Transcribe all the records with complete accuracy.

----

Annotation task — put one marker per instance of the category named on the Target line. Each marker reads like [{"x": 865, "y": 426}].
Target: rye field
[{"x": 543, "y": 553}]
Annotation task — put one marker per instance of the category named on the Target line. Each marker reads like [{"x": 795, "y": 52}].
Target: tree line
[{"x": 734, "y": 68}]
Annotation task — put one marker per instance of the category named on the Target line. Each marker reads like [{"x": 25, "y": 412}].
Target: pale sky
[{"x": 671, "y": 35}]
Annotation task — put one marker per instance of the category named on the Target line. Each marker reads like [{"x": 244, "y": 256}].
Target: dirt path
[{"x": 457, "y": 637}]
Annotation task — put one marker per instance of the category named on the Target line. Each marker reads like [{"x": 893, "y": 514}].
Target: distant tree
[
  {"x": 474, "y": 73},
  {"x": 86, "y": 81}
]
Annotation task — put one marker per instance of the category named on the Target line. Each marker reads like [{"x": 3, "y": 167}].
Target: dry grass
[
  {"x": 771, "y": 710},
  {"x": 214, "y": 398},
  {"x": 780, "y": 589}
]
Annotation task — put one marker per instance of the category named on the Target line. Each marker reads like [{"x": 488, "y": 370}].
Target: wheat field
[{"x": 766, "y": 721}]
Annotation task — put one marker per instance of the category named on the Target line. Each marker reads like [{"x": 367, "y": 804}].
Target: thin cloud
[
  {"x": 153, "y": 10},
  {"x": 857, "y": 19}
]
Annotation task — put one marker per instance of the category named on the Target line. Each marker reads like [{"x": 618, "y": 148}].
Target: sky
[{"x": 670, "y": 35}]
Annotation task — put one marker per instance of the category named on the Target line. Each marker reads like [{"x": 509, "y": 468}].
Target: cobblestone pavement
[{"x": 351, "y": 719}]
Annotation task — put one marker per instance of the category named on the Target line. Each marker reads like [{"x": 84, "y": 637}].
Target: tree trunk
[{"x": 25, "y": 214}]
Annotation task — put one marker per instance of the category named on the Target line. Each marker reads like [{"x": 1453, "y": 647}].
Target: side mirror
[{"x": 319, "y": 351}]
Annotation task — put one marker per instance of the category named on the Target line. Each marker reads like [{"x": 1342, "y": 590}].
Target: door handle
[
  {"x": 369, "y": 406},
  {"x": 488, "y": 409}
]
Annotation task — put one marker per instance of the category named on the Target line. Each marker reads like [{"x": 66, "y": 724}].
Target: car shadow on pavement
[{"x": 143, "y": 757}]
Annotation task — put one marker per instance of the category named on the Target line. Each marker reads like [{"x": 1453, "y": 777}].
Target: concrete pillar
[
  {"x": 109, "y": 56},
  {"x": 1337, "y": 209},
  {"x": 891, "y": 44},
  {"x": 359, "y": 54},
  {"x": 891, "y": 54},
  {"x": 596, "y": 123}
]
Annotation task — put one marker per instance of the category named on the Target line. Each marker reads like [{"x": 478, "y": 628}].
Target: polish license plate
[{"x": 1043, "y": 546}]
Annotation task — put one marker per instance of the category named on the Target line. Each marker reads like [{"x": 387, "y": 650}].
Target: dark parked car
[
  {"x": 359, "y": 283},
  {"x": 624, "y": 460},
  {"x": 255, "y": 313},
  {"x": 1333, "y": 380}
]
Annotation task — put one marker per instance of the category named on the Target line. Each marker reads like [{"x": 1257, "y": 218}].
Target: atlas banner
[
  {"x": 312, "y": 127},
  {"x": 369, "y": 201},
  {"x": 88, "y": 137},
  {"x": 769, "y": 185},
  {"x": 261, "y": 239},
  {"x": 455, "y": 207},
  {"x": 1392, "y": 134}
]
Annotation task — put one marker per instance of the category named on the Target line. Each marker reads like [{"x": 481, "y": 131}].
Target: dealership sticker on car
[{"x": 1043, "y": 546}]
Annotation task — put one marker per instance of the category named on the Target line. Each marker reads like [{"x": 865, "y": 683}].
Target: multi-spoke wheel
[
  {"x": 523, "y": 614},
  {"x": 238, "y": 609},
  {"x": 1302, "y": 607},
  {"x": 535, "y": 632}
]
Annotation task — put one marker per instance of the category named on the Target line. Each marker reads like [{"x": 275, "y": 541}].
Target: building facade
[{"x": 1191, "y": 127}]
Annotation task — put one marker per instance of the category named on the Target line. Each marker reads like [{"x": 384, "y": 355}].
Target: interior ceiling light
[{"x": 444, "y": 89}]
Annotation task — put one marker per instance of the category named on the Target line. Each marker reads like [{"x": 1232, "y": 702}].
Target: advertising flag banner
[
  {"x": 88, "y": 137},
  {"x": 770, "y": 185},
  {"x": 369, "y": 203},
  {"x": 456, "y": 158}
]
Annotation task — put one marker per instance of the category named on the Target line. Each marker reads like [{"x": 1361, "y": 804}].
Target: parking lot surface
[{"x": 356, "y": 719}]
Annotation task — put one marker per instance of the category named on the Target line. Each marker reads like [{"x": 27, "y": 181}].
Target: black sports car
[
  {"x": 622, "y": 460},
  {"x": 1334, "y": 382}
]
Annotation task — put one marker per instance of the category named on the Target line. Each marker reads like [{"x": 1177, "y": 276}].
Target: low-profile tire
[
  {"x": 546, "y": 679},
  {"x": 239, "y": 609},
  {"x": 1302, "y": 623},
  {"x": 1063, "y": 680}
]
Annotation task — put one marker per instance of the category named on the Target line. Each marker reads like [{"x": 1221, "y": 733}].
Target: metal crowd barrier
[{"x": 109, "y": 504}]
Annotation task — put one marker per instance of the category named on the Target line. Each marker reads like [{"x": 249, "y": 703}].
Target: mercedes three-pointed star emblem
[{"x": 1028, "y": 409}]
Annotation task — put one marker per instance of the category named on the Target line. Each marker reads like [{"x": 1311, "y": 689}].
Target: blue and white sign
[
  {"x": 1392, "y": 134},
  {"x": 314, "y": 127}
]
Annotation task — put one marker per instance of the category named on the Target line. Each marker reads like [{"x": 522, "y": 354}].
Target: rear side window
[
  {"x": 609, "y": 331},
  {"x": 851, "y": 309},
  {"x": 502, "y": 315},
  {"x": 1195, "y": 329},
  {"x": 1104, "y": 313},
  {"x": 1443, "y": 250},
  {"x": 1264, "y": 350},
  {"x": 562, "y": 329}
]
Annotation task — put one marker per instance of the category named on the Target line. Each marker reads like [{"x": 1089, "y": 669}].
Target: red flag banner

----

RESPONSE BELOW:
Annotation task — put one marker per instance of the category named on the Target line. Each marker reads like [{"x": 865, "y": 426}].
Target: rye field
[{"x": 543, "y": 553}]
Annotation task — put one marker per instance of the category named on the Target line. Each marker reads like [{"x": 795, "y": 52}].
Target: tree line
[{"x": 734, "y": 68}]
Annotation task — put one marker per instance of the category named on the Target line. Each marker reads like [{"x": 25, "y": 412}].
Target: pale sky
[{"x": 671, "y": 35}]
Annotation task — put one marker per instance of the category named on the Target line. Each marker reads like [{"x": 244, "y": 256}].
Target: dirt path
[{"x": 457, "y": 637}]
Annotation task — put one marker per instance of the category named on the Target line. Each marker reads like [{"x": 893, "y": 514}].
Target: distant tree
[
  {"x": 474, "y": 73},
  {"x": 86, "y": 81}
]
Annotation task — put one marker per instance of the category named on the Target line. Each marker reads like [{"x": 3, "y": 167}].
Target: dry grass
[
  {"x": 771, "y": 710},
  {"x": 214, "y": 398},
  {"x": 780, "y": 589}
]
Annotation task — put one marker per instance of the category named on the Target line. Each marker reads like [{"x": 488, "y": 370}].
Target: wheat field
[{"x": 766, "y": 721}]
Annotation task — put one marker per instance of the category named on the Target line. Each marker reads like [{"x": 367, "y": 804}].
Target: thin cloud
[
  {"x": 153, "y": 10},
  {"x": 857, "y": 19}
]
Annotation task — put one marker per instance of the category named on the Target line. Each marker reads like [{"x": 618, "y": 148}].
Target: sky
[{"x": 670, "y": 35}]
Annotation task — put one marker per instance of the category named on the Target line. Each marker reads like [{"x": 509, "y": 468}].
Target: cobblestone pavement
[{"x": 351, "y": 719}]
Annotation task — put one marker per instance of the category named on the Target line. Each marker reads like [{"x": 84, "y": 637}].
Target: tree trunk
[{"x": 25, "y": 214}]
Annotation task — put one marker per instance of the category named on the Target line. Each marker reads like [{"x": 1453, "y": 647}].
Target: side mirror
[{"x": 319, "y": 351}]
Annotation task — put one marker per instance of the category named on the Target line. Each marker reads like [{"x": 1342, "y": 590}].
Target: door handle
[
  {"x": 369, "y": 406},
  {"x": 488, "y": 409}
]
Annotation task — put one marker per instance of the category named on the Target line. Each marker reads like [{"x": 66, "y": 724}].
Target: car shadow on pavement
[{"x": 143, "y": 757}]
Annotation task — put one marker per instance of the category named on the Target line. Each marker reads like [{"x": 1453, "y": 777}].
Target: concrete pillar
[
  {"x": 109, "y": 56},
  {"x": 1337, "y": 209},
  {"x": 891, "y": 44},
  {"x": 359, "y": 54},
  {"x": 891, "y": 54},
  {"x": 596, "y": 123}
]
Annotation task — put one marker per instance of the category named on the Target line. Each marker reads like [{"x": 478, "y": 628}].
Target: polish license plate
[{"x": 1043, "y": 546}]
Annotation task — put one marker per instance of the category named on the Target line. Each marker reads like [{"x": 387, "y": 650}].
Target: dark parked car
[
  {"x": 359, "y": 283},
  {"x": 624, "y": 460},
  {"x": 255, "y": 313},
  {"x": 1333, "y": 380}
]
Annotation task — put one marker per instance of the category named on the Target line. Each marker reads like [{"x": 1257, "y": 218}].
Target: atlas banner
[
  {"x": 312, "y": 127},
  {"x": 369, "y": 201},
  {"x": 88, "y": 137},
  {"x": 769, "y": 185},
  {"x": 261, "y": 239},
  {"x": 455, "y": 207},
  {"x": 1392, "y": 134}
]
Annotation task — put one marker per instance of the category named on the Target line. Each marker reads like [{"x": 481, "y": 131}].
Target: dealership sticker on car
[{"x": 1043, "y": 546}]
Annotation task — put one marker per instance of the category named on the Target line. Each marker reads like [{"x": 865, "y": 683}].
Target: multi-spoke wheel
[
  {"x": 523, "y": 614},
  {"x": 238, "y": 609},
  {"x": 1302, "y": 607},
  {"x": 535, "y": 632}
]
Annotation task — put one marker per instance of the category named on the Target line. Each marker reads like [{"x": 275, "y": 541}].
Target: building facade
[{"x": 1191, "y": 127}]
Annotation task — put one marker per instance of the category named on the Target line. Each marker reads like [{"x": 384, "y": 355}].
Target: interior ceiling light
[{"x": 444, "y": 89}]
Annotation task — put one marker per instance of the category named on the Target line. Each marker reads like [{"x": 1232, "y": 702}].
Target: advertising flag banner
[
  {"x": 88, "y": 137},
  {"x": 770, "y": 185},
  {"x": 369, "y": 203},
  {"x": 456, "y": 158}
]
Annotation task — put one marker per instance of the category named on the Target line. Each marker reads like [{"x": 1361, "y": 804}].
Target: parking lot surface
[{"x": 356, "y": 719}]
Annotation task — put one marker per instance of the category named on the Target line. Each marker reads like [{"x": 27, "y": 181}].
Target: black sports car
[
  {"x": 622, "y": 460},
  {"x": 1334, "y": 382}
]
Annotation task — put one marker per instance of the category named on the Target line. Each marker reads like [{"x": 1177, "y": 276}].
Target: low-profile tire
[
  {"x": 546, "y": 679},
  {"x": 239, "y": 609},
  {"x": 1302, "y": 623},
  {"x": 1063, "y": 680}
]
Annotation task — put one marker per instance of the category named on the Target line. Each marker reads like [{"x": 1221, "y": 733}].
Target: metal crowd barrier
[{"x": 109, "y": 504}]
Annotation task — put one marker per instance of the category named on the Target line. Each marker reads like [{"x": 249, "y": 703}].
Target: mercedes three-pointed star emblem
[{"x": 1028, "y": 409}]
Annotation task — put one marker per instance of the category named on the Target line. Each marker reads like [{"x": 1311, "y": 689}].
Target: blue and white sign
[
  {"x": 1392, "y": 134},
  {"x": 314, "y": 127}
]
Annotation task — put one marker per instance of the category named on the Target line. Each marker reads like [{"x": 522, "y": 354}].
Target: rear side window
[
  {"x": 609, "y": 331},
  {"x": 851, "y": 309},
  {"x": 502, "y": 315},
  {"x": 1195, "y": 329},
  {"x": 1104, "y": 313},
  {"x": 1443, "y": 250},
  {"x": 1264, "y": 350},
  {"x": 562, "y": 329}
]
Annotation task — put one marker per instance of the category named on the Target line. Each marker reads like [{"x": 1089, "y": 669}].
Target: red flag banner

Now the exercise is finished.